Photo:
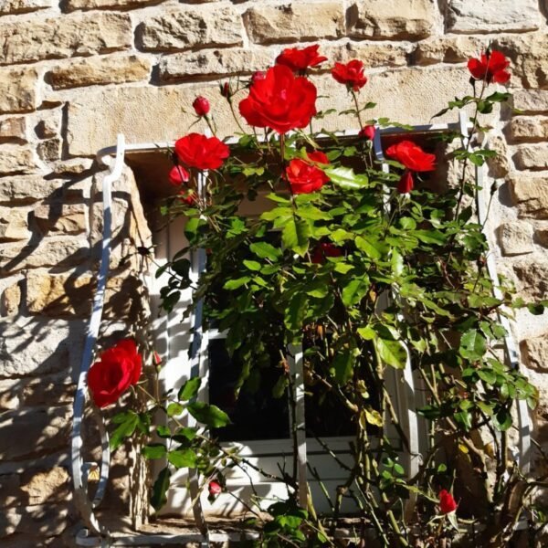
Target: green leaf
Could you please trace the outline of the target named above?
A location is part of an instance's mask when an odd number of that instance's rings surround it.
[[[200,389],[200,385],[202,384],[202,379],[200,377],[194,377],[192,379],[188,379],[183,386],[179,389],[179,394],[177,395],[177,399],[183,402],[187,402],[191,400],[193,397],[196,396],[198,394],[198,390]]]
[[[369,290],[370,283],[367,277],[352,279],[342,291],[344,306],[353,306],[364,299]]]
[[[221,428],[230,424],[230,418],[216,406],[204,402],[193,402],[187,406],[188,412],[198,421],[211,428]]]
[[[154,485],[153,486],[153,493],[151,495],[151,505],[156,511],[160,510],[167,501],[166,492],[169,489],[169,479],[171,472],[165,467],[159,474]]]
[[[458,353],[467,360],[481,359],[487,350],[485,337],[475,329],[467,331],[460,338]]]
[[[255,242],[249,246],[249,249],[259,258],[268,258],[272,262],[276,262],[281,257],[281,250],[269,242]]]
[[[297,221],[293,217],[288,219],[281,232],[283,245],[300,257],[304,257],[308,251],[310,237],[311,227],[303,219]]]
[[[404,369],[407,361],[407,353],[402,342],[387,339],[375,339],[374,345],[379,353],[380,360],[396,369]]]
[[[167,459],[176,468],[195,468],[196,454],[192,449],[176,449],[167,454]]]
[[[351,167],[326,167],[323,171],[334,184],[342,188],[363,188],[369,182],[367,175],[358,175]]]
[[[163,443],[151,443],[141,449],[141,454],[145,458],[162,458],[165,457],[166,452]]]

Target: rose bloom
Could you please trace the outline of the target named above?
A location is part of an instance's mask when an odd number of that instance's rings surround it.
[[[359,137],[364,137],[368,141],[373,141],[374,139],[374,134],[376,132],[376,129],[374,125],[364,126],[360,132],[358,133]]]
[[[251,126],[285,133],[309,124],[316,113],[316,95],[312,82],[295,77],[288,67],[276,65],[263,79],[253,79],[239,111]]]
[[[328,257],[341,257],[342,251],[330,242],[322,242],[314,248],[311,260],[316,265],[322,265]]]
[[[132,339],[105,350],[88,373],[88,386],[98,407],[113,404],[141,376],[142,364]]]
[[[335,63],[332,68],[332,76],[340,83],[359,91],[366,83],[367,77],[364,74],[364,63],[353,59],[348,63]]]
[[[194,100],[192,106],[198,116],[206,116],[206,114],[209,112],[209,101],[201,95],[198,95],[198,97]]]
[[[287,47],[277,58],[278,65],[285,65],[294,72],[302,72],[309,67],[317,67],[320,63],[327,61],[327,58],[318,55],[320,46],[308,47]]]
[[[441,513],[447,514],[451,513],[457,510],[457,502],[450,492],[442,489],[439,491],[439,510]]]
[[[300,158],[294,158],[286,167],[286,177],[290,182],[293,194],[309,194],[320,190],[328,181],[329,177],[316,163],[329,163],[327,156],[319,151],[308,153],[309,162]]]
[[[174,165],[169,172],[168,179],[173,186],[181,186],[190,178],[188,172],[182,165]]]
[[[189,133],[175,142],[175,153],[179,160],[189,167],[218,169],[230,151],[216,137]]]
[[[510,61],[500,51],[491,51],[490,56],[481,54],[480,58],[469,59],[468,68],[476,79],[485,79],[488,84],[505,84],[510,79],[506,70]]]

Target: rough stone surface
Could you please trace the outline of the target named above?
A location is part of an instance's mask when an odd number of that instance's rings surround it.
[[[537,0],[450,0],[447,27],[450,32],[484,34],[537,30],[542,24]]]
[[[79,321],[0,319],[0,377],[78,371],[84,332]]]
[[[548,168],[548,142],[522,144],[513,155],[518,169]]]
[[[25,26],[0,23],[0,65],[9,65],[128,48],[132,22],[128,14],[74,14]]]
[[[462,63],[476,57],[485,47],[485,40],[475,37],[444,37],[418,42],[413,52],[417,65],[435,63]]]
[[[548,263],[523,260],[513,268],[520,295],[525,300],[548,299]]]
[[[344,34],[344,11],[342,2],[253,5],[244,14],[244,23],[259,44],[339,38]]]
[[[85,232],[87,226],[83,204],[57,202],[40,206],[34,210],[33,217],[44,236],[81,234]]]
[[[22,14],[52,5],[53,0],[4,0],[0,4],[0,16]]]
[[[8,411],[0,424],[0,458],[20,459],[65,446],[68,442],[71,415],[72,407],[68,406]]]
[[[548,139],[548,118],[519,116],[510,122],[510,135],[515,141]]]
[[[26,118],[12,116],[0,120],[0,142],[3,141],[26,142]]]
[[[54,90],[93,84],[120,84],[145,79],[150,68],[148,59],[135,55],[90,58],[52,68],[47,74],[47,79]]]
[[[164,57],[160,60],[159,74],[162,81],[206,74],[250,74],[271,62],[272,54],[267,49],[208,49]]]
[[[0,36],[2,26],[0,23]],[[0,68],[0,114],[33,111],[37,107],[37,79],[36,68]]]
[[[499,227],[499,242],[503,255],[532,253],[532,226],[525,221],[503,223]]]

§ **To be done**: Please rewrite the records from the line with "Target: rough stone surface" to the line with "[[[79,321],[0,319],[0,377],[78,371],[84,332]]]", changing "rough" to "weathered" and leaving everything else unchanged. Give only those lines.

§ **Correct result**:
Target: weathered stone surface
Could you please trace the outline of the target named above?
A location is part of an instance's mask when an odd number of that instance's rings surround it.
[[[537,0],[450,0],[447,27],[450,32],[484,34],[537,30],[542,24]]]
[[[79,321],[0,319],[0,377],[78,371],[84,332]]]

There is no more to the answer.